This method is very intuitive, has predictable behavior, and is easy to explain to non-technical personnel. However, there are some drawbacks to this approach:

Can require a large amount of memory for recording the last N data points.
- For a true moving average, the program needs to keep a buffer of the last N data points, which can very quickly fill up program memory if N is exceptionally large, especially in an embedded application with constrained memory resources.
May involve dynamic memory allocation if the window size needs to be changed at runtime.
- If the window needs to change at runtime, the buffer for storing the last N data points needs to grow or shrink to adapt to a given window size. This typically requires dynamic memory allocation, which could add complexity to an embedded project.

▸ **Exercise objective**
Quote the moving-average passage from "- If the window" up to and including "an embedded project.". The rows after this point come from a separate source.

▸ **Record list**
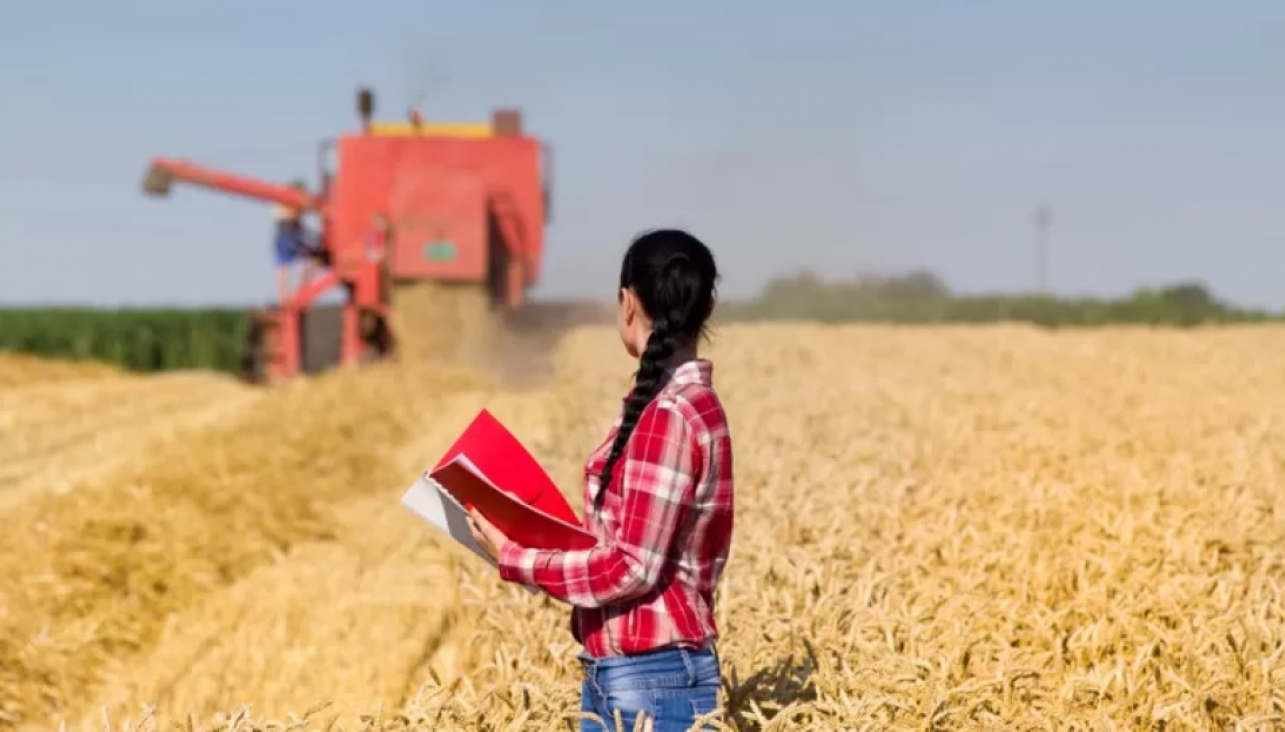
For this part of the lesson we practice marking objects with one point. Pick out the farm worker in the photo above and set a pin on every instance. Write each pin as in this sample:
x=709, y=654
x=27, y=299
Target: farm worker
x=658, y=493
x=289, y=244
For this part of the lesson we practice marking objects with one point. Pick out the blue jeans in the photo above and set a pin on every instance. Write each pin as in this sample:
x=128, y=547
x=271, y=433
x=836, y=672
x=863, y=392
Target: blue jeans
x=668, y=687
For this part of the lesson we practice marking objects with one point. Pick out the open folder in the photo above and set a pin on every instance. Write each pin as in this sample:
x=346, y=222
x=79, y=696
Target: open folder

▸ **Response below**
- If the window needs to change at runtime, the buffer for storing the last N data points needs to grow or shrink to adapt to a given window size. This typically requires dynamic memory allocation, which could add complexity to an embedded project.